RECORDS FOR THE EXERCISE:
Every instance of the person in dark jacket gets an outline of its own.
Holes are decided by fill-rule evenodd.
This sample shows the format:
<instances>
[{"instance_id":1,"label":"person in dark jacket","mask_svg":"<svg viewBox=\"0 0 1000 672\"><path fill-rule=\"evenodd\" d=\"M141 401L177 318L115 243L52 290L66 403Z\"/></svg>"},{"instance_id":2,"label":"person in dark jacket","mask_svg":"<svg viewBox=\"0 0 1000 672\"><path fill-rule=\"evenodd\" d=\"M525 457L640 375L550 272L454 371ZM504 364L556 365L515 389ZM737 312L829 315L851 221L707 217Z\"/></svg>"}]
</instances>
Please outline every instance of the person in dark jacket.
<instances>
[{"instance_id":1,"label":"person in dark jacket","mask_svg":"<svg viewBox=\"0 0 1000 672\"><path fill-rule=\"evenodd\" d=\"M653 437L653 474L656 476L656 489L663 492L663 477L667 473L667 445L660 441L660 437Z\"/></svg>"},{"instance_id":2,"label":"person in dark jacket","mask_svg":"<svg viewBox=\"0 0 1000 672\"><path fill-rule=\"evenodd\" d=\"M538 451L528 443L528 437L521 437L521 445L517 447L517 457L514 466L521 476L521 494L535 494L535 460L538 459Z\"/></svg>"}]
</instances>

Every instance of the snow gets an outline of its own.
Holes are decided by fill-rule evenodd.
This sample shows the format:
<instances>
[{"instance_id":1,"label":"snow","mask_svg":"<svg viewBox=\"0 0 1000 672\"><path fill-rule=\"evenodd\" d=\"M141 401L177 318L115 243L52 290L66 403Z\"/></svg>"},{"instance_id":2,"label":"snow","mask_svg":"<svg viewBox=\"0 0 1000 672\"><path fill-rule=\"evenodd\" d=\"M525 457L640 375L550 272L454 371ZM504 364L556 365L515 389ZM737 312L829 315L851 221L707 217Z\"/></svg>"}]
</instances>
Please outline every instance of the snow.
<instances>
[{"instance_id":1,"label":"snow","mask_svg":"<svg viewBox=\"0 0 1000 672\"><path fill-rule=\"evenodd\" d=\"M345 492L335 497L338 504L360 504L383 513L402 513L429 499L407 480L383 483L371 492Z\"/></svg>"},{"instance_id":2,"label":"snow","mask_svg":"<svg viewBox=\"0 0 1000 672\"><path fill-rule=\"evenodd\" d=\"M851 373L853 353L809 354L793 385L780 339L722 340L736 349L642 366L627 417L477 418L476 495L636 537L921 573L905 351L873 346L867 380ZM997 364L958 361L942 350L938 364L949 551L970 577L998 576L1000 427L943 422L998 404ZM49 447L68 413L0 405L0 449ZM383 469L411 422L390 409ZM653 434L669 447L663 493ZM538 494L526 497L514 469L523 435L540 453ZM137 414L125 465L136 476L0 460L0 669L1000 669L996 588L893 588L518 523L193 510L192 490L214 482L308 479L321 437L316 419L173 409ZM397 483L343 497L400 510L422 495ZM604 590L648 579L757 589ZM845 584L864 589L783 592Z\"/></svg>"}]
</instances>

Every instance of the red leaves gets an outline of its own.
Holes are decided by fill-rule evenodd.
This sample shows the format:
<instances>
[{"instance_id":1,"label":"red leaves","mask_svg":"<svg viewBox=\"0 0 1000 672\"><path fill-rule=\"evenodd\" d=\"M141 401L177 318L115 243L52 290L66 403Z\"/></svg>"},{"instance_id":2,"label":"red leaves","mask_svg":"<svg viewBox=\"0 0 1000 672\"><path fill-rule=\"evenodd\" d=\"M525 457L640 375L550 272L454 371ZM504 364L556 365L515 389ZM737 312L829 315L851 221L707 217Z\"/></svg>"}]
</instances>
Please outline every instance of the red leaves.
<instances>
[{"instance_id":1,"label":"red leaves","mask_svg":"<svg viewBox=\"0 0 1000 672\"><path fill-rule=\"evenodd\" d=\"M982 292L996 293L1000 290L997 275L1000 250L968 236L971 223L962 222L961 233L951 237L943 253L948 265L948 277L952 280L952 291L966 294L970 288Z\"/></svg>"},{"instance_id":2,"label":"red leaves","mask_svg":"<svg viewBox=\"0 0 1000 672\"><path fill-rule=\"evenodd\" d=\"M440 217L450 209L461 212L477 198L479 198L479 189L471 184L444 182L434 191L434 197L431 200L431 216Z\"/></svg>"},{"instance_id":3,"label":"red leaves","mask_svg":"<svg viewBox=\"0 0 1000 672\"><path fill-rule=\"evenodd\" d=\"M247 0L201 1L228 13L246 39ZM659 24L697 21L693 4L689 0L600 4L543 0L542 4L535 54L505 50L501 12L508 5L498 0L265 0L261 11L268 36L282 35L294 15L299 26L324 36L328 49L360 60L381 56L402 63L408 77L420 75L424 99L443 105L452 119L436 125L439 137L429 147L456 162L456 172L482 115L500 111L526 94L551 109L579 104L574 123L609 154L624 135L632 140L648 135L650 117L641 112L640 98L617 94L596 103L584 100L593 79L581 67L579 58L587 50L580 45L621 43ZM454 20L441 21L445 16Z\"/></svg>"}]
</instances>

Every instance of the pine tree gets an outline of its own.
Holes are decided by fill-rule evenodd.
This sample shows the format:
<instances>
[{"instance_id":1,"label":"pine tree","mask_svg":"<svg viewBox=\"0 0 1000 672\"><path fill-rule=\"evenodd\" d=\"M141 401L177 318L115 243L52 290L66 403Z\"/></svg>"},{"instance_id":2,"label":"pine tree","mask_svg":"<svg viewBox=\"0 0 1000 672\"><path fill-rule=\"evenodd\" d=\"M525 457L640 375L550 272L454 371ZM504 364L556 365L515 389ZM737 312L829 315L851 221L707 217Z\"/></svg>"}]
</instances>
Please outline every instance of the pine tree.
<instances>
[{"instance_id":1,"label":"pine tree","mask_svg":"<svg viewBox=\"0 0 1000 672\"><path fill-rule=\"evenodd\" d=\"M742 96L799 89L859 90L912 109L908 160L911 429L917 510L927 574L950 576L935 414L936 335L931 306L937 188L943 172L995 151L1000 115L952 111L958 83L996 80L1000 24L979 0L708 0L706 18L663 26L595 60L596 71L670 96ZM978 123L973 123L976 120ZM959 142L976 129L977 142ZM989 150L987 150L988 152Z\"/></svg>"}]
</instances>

YOUR TASK: Each record should be given again exactly as it reads.

SOLUTION TO THIS PROBLEM:
Every instance of the person in dark jacket gets an outline of its own.
Holes are decided by fill-rule evenodd.
This sample shows the format:
<instances>
[{"instance_id":1,"label":"person in dark jacket","mask_svg":"<svg viewBox=\"0 0 1000 672\"><path fill-rule=\"evenodd\" d=\"M141 401L177 318L115 243L52 290L66 403Z\"/></svg>"},{"instance_id":2,"label":"person in dark jacket","mask_svg":"<svg viewBox=\"0 0 1000 672\"><path fill-rule=\"evenodd\" d=\"M525 457L640 375L550 272L454 371ZM504 364L556 365L515 389ZM737 312L829 315L851 221L707 217Z\"/></svg>"}]
</instances>
Please outline every instance of the person in dark jacket.
<instances>
[{"instance_id":1,"label":"person in dark jacket","mask_svg":"<svg viewBox=\"0 0 1000 672\"><path fill-rule=\"evenodd\" d=\"M653 437L653 474L656 476L656 489L663 492L663 477L667 473L667 445L660 441L660 437Z\"/></svg>"},{"instance_id":2,"label":"person in dark jacket","mask_svg":"<svg viewBox=\"0 0 1000 672\"><path fill-rule=\"evenodd\" d=\"M538 451L528 443L528 437L521 437L521 445L517 447L517 457L514 466L521 476L521 494L535 494L535 460L538 459Z\"/></svg>"}]
</instances>

Every instance of the snow gets an outline of its own.
Holes are decided by fill-rule evenodd.
This sample shows the format:
<instances>
[{"instance_id":1,"label":"snow","mask_svg":"<svg viewBox=\"0 0 1000 672\"><path fill-rule=\"evenodd\" d=\"M141 401L177 318L115 243L52 290L66 403Z\"/></svg>"},{"instance_id":2,"label":"snow","mask_svg":"<svg viewBox=\"0 0 1000 672\"><path fill-rule=\"evenodd\" d=\"M525 457L640 375L550 272L454 371ZM504 364L556 365L515 389ZM737 312L829 315L851 221L707 217Z\"/></svg>"}]
</instances>
Please outline every instance of the snow.
<instances>
[{"instance_id":1,"label":"snow","mask_svg":"<svg viewBox=\"0 0 1000 672\"><path fill-rule=\"evenodd\" d=\"M345 492L335 497L338 504L360 504L383 513L402 513L429 499L407 480L383 483L371 492Z\"/></svg>"},{"instance_id":2,"label":"snow","mask_svg":"<svg viewBox=\"0 0 1000 672\"><path fill-rule=\"evenodd\" d=\"M851 373L853 353L809 354L793 385L780 339L722 340L736 349L642 366L627 417L477 418L476 495L636 537L921 573L905 351L873 346L867 380ZM997 364L958 361L942 350L938 364L949 551L970 577L998 576L1000 427L943 422L998 404ZM49 447L68 413L0 405L0 449ZM383 469L411 422L390 409ZM653 434L669 447L663 493ZM538 494L526 497L514 469L523 435L540 453ZM137 414L125 465L136 476L0 460L0 669L1000 669L996 588L893 588L518 523L193 510L192 490L214 482L308 479L321 437L316 419L173 409ZM397 483L343 497L400 510L422 495ZM604 590L648 579L757 589ZM845 584L864 589L783 592Z\"/></svg>"}]
</instances>

Every instance of the red leaves gets an outline of its own.
Holes are decided by fill-rule evenodd.
This sample shows the format:
<instances>
[{"instance_id":1,"label":"red leaves","mask_svg":"<svg viewBox=\"0 0 1000 672\"><path fill-rule=\"evenodd\" d=\"M141 401L177 318L115 243L52 290L66 403Z\"/></svg>"},{"instance_id":2,"label":"red leaves","mask_svg":"<svg viewBox=\"0 0 1000 672\"><path fill-rule=\"evenodd\" d=\"M525 457L640 375L550 272L454 371ZM504 364L556 365L515 389ZM737 312L829 315L851 221L707 217Z\"/></svg>"}]
</instances>
Please outline every instance of the red leaves.
<instances>
[{"instance_id":1,"label":"red leaves","mask_svg":"<svg viewBox=\"0 0 1000 672\"><path fill-rule=\"evenodd\" d=\"M982 292L996 293L1000 290L997 275L1000 250L968 236L971 223L962 222L961 233L951 237L943 253L948 265L948 277L952 280L952 291L966 294L970 288Z\"/></svg>"},{"instance_id":2,"label":"red leaves","mask_svg":"<svg viewBox=\"0 0 1000 672\"><path fill-rule=\"evenodd\" d=\"M440 217L450 209L461 212L477 198L479 198L479 189L471 184L444 182L434 191L434 197L431 200L431 216Z\"/></svg>"},{"instance_id":3,"label":"red leaves","mask_svg":"<svg viewBox=\"0 0 1000 672\"><path fill-rule=\"evenodd\" d=\"M247 0L201 1L228 13L246 39ZM659 24L697 21L693 4L689 0L600 4L543 0L542 4L535 54L505 50L501 12L508 5L498 0L265 0L261 11L268 36L282 35L294 15L299 26L324 36L328 49L360 60L381 56L402 63L408 77L420 75L424 99L443 105L452 119L436 125L439 137L429 147L456 162L456 172L482 115L500 111L526 94L551 109L579 104L574 123L609 154L624 135L632 140L648 135L650 117L641 112L640 98L617 94L596 103L584 100L593 79L581 67L579 58L587 50L580 45L621 43ZM454 20L441 21L445 16Z\"/></svg>"}]
</instances>

Every instance of the pine tree gets an outline of its own.
Holes are decided by fill-rule evenodd.
This sample shows the format:
<instances>
[{"instance_id":1,"label":"pine tree","mask_svg":"<svg viewBox=\"0 0 1000 672\"><path fill-rule=\"evenodd\" d=\"M141 401L177 318L115 243L52 290L66 403Z\"/></svg>"},{"instance_id":2,"label":"pine tree","mask_svg":"<svg viewBox=\"0 0 1000 672\"><path fill-rule=\"evenodd\" d=\"M525 457L640 375L550 272L454 371ZM504 364L556 365L515 389ZM737 312L829 315L851 221L707 217Z\"/></svg>"}]
</instances>
Please outline every instance of the pine tree.
<instances>
[{"instance_id":1,"label":"pine tree","mask_svg":"<svg viewBox=\"0 0 1000 672\"><path fill-rule=\"evenodd\" d=\"M742 96L799 89L859 90L912 109L908 160L911 429L917 510L927 574L950 576L935 414L936 335L931 306L937 188L943 172L995 151L1000 115L952 111L958 83L996 80L1000 24L979 0L708 0L706 18L663 26L595 60L596 71L670 96ZM978 123L973 123L976 120ZM959 142L976 129L977 142ZM989 150L987 150L988 152Z\"/></svg>"}]
</instances>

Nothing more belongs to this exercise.